-- BEGIN --
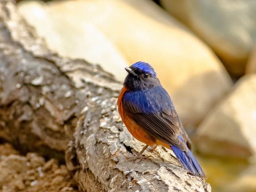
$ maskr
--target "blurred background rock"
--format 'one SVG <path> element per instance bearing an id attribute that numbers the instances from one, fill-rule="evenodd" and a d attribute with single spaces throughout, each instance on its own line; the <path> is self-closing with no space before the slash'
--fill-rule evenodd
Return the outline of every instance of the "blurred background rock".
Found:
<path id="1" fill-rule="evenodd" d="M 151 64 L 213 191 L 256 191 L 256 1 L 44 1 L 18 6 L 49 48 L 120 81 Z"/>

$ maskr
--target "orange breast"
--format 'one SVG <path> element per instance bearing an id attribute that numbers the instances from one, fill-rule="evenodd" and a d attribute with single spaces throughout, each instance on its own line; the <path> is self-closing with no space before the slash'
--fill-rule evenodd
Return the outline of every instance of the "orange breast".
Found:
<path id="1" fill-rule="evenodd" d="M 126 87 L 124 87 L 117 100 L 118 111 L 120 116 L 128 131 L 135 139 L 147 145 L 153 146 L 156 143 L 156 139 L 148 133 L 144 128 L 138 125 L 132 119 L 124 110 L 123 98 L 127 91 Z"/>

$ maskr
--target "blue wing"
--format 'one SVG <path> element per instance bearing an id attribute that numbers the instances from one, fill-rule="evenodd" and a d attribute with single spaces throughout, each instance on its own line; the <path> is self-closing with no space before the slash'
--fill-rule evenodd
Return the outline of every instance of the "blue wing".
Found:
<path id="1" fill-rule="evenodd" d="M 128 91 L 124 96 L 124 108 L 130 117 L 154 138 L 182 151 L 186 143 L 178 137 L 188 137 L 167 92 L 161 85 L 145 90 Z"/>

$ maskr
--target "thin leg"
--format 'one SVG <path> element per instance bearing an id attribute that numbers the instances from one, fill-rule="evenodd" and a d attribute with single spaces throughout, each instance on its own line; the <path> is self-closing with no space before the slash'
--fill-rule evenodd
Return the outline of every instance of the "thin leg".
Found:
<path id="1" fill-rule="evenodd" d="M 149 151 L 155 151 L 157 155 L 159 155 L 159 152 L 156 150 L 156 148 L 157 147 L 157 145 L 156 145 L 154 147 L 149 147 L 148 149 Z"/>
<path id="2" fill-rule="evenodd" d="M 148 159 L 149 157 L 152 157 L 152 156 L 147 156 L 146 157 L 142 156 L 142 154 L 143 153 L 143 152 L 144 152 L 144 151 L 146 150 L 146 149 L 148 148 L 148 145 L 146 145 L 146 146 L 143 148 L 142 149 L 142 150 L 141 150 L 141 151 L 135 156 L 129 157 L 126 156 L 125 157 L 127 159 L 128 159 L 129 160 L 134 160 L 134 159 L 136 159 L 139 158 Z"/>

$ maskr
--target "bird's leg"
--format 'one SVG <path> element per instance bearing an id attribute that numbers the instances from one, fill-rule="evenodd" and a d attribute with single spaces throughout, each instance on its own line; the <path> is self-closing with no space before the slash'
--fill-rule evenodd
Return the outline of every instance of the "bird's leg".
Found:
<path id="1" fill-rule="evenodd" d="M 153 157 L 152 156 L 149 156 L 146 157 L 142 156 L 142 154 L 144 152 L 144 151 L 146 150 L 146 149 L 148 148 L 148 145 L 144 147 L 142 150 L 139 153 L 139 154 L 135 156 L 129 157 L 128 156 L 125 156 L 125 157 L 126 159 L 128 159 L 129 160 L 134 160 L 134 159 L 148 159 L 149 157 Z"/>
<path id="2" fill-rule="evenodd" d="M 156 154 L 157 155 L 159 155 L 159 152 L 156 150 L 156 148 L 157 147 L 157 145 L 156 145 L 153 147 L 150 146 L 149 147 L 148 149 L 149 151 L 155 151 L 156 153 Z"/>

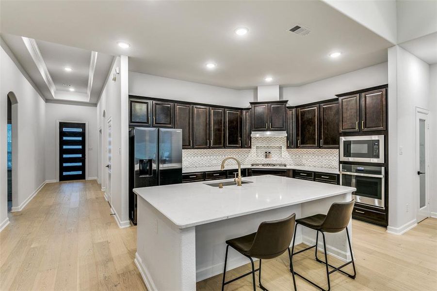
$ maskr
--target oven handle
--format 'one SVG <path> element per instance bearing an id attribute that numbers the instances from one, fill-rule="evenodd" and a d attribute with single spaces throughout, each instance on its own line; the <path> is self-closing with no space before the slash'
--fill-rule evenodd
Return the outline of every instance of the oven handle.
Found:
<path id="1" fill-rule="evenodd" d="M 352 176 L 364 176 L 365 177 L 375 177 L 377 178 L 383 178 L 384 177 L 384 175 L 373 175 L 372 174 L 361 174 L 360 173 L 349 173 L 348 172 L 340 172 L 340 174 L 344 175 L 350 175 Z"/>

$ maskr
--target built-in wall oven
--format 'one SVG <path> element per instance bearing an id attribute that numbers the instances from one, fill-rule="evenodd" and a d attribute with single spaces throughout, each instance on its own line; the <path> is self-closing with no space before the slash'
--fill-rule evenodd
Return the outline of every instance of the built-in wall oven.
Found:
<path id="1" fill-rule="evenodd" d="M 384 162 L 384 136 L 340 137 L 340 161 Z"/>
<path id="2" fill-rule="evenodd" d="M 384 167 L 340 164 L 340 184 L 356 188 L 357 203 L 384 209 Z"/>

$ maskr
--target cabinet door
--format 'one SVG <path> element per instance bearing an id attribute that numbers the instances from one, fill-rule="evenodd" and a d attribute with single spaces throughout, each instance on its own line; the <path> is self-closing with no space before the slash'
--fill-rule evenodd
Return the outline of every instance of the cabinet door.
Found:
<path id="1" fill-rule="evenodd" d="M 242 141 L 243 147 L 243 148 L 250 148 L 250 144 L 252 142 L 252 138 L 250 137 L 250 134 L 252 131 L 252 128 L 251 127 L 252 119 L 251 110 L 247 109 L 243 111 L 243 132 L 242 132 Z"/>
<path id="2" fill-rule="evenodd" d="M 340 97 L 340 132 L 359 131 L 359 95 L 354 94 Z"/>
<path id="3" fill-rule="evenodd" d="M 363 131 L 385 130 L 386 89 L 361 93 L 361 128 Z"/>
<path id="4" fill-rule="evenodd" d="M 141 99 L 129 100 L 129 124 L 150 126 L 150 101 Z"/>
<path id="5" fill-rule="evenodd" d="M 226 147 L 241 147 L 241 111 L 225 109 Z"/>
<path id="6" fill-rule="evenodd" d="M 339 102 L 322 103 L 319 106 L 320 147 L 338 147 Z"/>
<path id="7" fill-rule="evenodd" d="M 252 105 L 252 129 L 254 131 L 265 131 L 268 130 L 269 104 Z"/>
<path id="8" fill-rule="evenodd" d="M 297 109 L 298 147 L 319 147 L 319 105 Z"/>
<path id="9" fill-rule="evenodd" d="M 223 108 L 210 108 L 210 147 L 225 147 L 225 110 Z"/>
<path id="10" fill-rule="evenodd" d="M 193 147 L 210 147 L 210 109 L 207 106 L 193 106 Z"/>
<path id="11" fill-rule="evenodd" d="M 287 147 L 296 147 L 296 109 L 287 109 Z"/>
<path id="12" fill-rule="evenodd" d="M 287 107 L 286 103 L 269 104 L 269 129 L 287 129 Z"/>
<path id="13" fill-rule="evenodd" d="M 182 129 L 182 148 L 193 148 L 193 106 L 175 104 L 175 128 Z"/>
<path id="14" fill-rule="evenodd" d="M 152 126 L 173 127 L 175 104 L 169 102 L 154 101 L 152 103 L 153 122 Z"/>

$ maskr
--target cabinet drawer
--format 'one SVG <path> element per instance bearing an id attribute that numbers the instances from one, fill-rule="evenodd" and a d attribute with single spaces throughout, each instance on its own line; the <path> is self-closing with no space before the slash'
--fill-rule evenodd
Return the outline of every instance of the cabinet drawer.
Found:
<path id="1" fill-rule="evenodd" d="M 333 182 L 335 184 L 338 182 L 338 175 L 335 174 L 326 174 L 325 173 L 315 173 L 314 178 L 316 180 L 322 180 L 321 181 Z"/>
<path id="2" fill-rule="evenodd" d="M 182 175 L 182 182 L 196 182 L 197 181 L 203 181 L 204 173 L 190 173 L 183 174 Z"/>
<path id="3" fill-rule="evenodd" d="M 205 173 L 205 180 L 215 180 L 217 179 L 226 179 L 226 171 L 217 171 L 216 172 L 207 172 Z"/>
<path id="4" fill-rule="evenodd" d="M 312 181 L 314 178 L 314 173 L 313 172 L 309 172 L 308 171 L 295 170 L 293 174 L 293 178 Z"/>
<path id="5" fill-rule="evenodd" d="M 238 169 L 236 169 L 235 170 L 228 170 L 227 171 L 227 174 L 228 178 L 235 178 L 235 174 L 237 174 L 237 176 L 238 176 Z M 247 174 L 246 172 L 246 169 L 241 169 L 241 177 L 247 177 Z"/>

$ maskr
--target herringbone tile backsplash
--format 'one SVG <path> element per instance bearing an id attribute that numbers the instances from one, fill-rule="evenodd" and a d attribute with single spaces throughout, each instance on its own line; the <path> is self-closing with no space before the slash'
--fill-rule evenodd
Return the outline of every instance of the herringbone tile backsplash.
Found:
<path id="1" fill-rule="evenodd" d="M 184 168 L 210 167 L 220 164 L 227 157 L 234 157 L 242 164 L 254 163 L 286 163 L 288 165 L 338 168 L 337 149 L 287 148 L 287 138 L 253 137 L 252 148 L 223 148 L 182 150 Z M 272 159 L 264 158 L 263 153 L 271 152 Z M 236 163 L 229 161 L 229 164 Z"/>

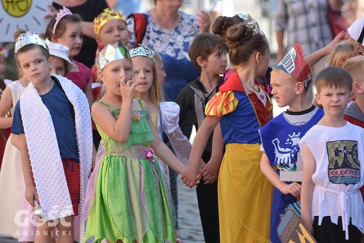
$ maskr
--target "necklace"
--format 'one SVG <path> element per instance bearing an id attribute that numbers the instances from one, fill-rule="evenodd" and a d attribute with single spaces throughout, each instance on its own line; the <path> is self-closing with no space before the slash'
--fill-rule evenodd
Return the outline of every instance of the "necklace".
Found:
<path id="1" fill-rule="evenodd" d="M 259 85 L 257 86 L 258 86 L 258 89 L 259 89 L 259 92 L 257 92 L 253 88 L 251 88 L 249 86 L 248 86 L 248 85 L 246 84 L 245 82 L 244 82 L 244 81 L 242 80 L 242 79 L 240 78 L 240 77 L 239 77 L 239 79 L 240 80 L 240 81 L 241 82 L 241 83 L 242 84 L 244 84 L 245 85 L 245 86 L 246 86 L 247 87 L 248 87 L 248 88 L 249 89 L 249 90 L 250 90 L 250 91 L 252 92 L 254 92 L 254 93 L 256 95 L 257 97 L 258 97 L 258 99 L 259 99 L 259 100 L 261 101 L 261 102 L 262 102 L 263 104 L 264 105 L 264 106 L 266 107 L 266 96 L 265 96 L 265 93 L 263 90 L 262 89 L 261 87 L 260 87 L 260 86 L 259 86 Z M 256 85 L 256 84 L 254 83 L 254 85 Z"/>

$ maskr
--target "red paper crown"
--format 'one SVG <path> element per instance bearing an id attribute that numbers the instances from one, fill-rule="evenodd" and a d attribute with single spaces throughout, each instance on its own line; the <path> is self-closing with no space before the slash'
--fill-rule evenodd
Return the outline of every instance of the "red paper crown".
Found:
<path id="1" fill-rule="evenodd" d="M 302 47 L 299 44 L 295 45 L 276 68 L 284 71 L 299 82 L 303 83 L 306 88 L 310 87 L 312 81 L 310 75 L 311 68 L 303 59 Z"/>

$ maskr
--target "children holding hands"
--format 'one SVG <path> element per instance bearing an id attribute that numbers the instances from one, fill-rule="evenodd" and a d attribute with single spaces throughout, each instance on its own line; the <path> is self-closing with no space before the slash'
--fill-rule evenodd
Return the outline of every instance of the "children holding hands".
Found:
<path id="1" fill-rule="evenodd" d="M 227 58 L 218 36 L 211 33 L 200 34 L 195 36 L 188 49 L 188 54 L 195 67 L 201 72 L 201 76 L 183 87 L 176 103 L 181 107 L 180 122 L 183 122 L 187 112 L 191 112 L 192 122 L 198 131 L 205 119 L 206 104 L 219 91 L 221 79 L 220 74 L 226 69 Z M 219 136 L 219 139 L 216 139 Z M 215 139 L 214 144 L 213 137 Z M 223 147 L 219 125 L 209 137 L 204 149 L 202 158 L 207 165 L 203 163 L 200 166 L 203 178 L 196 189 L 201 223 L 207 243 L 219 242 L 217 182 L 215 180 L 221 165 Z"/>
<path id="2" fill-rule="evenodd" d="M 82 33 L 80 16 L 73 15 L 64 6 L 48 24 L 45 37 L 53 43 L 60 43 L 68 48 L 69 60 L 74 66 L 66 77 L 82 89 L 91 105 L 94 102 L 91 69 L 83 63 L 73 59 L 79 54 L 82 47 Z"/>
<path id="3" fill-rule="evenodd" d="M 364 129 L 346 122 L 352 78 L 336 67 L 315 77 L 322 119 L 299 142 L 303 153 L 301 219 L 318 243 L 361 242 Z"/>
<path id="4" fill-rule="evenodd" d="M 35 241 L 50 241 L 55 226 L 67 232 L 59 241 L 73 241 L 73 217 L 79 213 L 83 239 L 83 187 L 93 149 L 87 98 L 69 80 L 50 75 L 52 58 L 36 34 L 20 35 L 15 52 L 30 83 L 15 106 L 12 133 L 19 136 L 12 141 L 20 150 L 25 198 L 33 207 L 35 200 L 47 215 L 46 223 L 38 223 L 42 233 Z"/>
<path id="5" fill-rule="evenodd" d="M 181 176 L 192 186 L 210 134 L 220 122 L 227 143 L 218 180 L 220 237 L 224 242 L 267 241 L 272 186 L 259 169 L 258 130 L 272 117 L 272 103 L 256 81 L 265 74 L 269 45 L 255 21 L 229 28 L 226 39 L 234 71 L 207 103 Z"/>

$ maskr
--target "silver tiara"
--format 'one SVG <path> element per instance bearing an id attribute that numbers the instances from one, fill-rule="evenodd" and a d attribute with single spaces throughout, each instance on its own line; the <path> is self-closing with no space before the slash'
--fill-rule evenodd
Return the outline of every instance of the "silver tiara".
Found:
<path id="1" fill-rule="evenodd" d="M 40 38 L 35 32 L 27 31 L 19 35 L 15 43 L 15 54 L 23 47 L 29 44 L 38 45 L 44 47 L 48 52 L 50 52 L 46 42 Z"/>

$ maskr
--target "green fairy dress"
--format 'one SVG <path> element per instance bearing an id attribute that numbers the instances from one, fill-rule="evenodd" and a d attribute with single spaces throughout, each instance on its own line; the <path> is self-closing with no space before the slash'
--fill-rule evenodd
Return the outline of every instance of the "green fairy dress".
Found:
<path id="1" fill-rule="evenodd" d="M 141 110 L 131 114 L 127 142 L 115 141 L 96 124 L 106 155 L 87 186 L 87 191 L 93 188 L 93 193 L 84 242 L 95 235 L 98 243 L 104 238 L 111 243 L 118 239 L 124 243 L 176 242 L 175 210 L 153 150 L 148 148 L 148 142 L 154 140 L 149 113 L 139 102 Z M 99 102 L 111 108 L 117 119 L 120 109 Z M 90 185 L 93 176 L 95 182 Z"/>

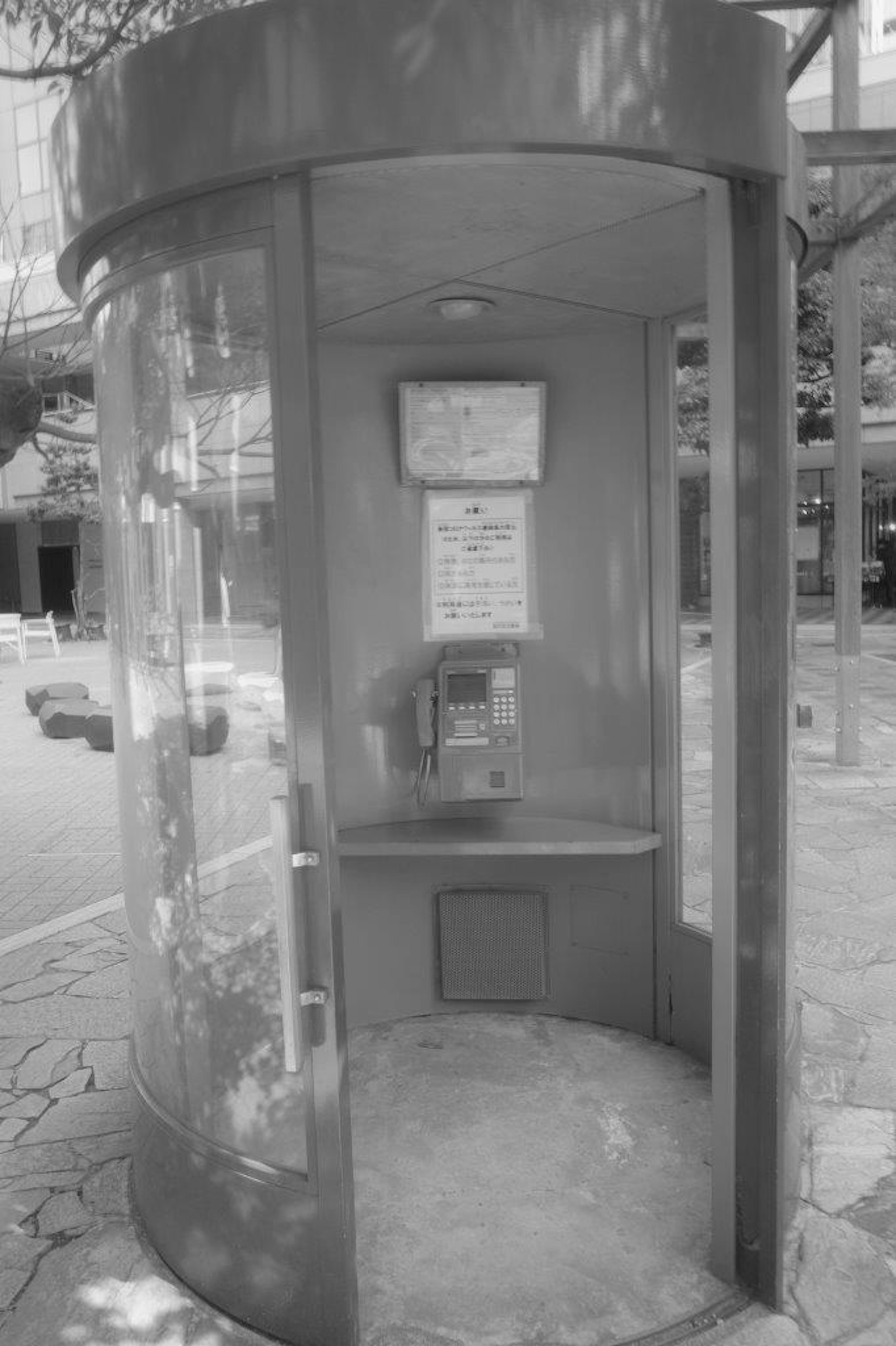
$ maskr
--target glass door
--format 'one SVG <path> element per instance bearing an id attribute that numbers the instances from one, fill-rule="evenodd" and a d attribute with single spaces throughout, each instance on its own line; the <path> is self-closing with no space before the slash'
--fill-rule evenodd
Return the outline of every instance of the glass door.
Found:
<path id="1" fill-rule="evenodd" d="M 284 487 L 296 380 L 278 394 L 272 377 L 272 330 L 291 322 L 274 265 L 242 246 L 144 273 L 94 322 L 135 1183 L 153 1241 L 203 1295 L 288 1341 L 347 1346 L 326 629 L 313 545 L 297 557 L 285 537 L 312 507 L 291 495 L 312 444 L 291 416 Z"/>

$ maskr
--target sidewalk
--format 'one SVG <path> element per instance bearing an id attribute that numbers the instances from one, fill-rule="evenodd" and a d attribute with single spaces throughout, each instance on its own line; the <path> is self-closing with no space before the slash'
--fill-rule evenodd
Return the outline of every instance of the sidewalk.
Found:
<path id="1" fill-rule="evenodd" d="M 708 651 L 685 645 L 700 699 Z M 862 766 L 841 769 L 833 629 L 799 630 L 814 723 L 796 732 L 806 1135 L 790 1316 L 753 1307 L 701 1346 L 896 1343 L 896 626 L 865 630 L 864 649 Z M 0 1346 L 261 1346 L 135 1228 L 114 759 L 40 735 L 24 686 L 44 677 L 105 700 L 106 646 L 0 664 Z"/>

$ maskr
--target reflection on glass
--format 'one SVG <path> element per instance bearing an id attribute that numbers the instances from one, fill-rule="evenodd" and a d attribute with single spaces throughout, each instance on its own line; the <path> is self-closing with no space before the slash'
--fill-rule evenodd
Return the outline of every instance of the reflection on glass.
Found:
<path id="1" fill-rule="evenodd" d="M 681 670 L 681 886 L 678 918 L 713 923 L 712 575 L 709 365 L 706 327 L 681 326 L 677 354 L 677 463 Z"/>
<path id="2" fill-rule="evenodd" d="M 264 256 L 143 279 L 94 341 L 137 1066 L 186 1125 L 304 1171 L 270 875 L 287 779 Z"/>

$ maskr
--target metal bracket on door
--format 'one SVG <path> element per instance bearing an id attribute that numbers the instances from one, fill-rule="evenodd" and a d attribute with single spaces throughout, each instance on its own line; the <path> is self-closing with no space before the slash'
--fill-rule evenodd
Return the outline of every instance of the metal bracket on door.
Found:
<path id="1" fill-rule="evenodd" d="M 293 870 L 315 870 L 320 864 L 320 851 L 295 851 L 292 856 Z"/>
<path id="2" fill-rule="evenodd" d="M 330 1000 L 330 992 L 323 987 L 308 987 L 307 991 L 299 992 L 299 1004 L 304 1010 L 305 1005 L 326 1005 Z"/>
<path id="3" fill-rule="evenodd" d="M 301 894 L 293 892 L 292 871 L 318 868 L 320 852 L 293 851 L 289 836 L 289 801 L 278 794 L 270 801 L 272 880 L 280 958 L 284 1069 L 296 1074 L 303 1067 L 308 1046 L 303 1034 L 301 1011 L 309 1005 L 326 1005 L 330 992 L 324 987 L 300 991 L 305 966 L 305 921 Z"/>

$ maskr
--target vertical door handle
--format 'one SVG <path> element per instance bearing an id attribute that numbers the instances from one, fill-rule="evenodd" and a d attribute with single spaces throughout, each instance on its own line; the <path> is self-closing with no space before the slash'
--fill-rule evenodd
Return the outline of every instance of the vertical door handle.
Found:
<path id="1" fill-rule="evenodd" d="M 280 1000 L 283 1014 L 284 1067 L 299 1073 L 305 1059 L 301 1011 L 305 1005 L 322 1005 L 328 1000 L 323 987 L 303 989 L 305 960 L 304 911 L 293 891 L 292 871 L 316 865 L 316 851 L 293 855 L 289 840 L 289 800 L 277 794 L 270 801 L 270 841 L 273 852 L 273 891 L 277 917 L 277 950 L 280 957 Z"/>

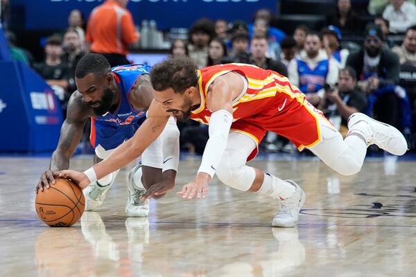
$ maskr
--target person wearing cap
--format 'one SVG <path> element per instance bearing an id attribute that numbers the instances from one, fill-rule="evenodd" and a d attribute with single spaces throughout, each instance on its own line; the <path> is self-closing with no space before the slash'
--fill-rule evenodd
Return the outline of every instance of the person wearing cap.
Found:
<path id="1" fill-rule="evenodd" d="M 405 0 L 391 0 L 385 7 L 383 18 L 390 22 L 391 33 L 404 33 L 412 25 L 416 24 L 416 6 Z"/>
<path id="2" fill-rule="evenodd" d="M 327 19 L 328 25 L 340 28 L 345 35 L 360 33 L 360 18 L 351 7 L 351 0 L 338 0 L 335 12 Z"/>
-- END --
## REQUIREMENTS
Which lines in the material contain the string "sidewalk"? Pull out each of them in full.

## FULL OUTPUT
--target sidewalk
Return the outline of every instance of the sidewalk.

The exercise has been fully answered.